* _What is needed_
Recast the data as a two-column CSV with the columns text and answer, starting at the line that contains "drop a point: the beach sand" and ending at the end of the data. Give one row for each answer and the text that comes before it, with each in a single quoted field and line breaks replaced by spaces.

-- Data records start --

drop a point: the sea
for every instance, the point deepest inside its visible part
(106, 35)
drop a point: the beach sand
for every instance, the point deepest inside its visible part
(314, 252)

-- Data records end --

* _Result below_
text,answer
"drop a point: the beach sand for every instance, the point deepest inside its visible part","(314, 252)"